§ **What this exercise asks**:
A: Decide whether each statement below agrees with the patch note on realm memory faults. Answer yes or no for each and quote the deciding words of the note.
(i) Memory in the upper (shared) region of IPA is mapped into the realm VM as secure memory.
(ii) For memory in the lower (protected) region of IPA, the RMM zeros the fresh page it is given.
(iii) The patch changes five files.
B: Write what follows the last line of the patch note on realm memory faults.

§ **Page**:
—————
At runtime if the realm guest accesses memory which hasn't yet been
mapped then KVM needs to either populate the region or fault the guest.

For memory in the lower (protected) region of IPA a fresh page is
provided to the RMM which will zero the contents. For memory in the
upper (shared) region of IPA, the memory from the memslot is mapped
into the realm VM non secure.

Signed-off-by: Steven Price <[email protected]>
---
arch/arm64/include/asm/kvm_emulate.h | 10 +++++
arch/arm64/include/asm/kvm_rme.h | 12 ++++++
arch/arm64/kvm/mmu.c | 64 +++++++++++++++++++++++++---
arch/arm64/kvm/rme.c | 48 +++++++++++++++++++++
4 files changed, 128 insertions(+), 6 deletions(-)
—————
§ **Data**:
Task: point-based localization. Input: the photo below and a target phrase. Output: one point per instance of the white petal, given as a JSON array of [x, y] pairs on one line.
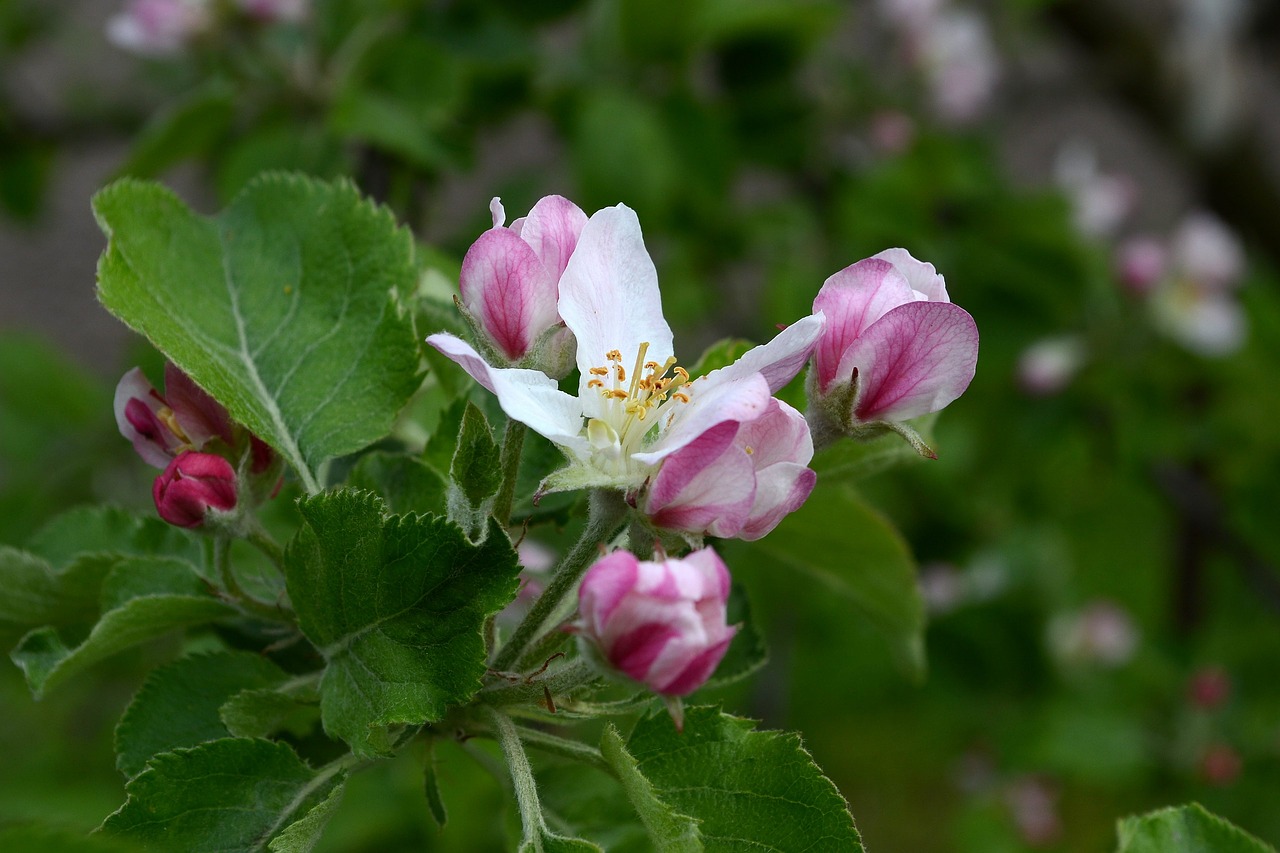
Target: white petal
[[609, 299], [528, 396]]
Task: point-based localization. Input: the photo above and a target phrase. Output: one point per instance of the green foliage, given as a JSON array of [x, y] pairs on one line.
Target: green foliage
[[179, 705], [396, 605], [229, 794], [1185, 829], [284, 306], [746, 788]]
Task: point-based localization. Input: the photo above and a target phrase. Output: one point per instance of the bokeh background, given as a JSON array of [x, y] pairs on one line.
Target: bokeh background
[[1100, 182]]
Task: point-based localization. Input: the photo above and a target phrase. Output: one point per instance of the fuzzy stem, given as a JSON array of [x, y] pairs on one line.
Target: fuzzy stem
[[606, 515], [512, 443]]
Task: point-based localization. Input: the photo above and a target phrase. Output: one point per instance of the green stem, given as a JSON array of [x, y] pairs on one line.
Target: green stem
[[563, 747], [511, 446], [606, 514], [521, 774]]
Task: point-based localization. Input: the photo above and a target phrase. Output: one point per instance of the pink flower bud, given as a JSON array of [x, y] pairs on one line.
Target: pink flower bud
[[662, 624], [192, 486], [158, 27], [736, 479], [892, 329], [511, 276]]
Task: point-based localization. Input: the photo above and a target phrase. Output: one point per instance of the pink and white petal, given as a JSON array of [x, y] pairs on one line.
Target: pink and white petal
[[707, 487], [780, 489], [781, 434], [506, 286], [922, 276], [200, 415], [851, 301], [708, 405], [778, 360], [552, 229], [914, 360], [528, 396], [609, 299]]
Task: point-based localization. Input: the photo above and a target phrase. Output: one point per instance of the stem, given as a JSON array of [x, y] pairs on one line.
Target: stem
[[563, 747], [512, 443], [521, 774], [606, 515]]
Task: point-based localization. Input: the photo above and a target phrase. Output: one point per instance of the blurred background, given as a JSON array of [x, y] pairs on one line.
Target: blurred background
—————
§ **Expected responses**:
A:
(i) No: "the memory from the memslot is mapped into the realm VM non secure."
(ii) Yes: "a fresh page is provided to the RMM which will zero the contents."
(iii) No: "4 files changed, 128 insertions(+), 6 deletions(-)"

B:
diff --git a/arch/arm64/include/asm/kvm_emulate.h b/arch/arm64/include/asm/kvm_emulate.h
index 285e62914ca4..3a71b3d2e10a 100644
--- a/arch/arm64/include/asm/kvm_emulate.h
+++ b/arch/arm64/include/asm/kvm_emulate.h
@@ -502,6 +502,16 @@ static inline enum realm_state kvm_realm_state(struct kvm *kvm)
return READ_ONCE(kvm->arch.realm.state);
}

+static inline gpa_t kvm_gpa_stolen_bits(struct kvm *kvm)
+{
+ if (kvm_is_realm(kvm)) {
+ struct realm *realm = &kvm->arch.realm;
+
+ return BIT(realm->ia_bits - 1);
+ }
+ return 0;
+}
+
static inline bool vcpu_is_rec(struct kvm_vcpu *vcpu)
{
if (static_branch_unlikely(&kvm_rme_is_available))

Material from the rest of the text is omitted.